Exercise details
Rewrite the stretch from the line containing "In this exercise you will spot the white" through the last of the rows below, requests included, and move each point in the answers by adding 130 to both of its coordinates.

Data excerpts
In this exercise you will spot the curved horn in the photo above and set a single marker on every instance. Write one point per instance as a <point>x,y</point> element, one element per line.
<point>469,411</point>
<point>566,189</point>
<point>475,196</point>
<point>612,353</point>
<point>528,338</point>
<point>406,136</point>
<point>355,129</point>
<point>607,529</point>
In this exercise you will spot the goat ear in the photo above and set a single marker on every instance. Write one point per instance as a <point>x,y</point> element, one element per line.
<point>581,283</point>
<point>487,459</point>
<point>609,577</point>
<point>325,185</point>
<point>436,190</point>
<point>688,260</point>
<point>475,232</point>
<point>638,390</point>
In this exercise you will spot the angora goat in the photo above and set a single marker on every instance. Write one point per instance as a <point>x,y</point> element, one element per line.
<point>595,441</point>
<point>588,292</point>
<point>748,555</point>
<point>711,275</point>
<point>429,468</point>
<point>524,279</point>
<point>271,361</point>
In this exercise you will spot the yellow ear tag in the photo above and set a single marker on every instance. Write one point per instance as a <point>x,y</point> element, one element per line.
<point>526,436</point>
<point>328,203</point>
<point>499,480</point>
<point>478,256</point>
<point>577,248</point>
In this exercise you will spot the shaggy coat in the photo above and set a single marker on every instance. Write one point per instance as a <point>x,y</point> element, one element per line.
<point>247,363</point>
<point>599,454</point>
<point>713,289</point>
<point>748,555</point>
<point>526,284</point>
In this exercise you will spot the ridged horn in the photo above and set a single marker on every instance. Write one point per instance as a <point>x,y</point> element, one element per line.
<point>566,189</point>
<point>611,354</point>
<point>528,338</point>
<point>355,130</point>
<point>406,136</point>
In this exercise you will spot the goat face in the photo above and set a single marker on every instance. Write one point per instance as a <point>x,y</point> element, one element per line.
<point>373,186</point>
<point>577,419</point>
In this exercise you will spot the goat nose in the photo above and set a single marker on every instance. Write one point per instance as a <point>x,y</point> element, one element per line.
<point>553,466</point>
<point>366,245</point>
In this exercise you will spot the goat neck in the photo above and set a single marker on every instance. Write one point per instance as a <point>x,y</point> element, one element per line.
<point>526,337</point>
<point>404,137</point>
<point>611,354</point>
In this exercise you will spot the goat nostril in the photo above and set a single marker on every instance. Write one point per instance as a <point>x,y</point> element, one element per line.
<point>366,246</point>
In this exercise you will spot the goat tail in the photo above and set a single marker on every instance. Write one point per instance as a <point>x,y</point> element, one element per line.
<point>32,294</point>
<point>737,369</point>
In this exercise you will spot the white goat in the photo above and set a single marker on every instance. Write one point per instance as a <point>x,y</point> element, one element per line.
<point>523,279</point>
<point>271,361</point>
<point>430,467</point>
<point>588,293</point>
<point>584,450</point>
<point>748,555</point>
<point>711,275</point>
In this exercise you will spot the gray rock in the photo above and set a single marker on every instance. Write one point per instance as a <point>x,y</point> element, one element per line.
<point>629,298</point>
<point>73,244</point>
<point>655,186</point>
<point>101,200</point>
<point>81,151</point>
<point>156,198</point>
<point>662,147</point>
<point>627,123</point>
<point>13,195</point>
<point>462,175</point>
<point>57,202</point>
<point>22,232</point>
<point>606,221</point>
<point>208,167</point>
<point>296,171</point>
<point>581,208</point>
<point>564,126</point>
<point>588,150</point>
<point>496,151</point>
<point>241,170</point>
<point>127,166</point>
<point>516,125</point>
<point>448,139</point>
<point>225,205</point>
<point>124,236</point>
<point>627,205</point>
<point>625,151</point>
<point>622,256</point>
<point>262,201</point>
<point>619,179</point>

Answer to this task
In this exercise you will spot the white goat in the photo above and set a single marker on every instance. Write one point per instance as a <point>x,y</point> element, one element per line.
<point>653,409</point>
<point>401,491</point>
<point>560,597</point>
<point>718,423</point>
<point>714,580</point>
<point>878,685</point>
<point>841,405</point>
In this exercise you will spot the gray rock in the photo above and set a single marker on every instance. Write one point per instance as a <point>x,y</point> element, one element per line.
<point>759,428</point>
<point>203,374</point>
<point>785,316</point>
<point>231,330</point>
<point>211,281</point>
<point>286,328</point>
<point>792,277</point>
<point>757,253</point>
<point>143,325</point>
<point>592,305</point>
<point>187,332</point>
<point>152,362</point>
<point>736,351</point>
<point>338,297</point>
<point>426,301</point>
<point>711,338</point>
<point>694,256</point>
<point>718,280</point>
<point>626,281</point>
<point>371,300</point>
<point>257,296</point>
<point>646,255</point>
<point>578,269</point>
<point>355,335</point>
<point>254,366</point>
<point>757,335</point>
<point>755,281</point>
<point>752,386</point>
<point>392,331</point>
<point>749,309</point>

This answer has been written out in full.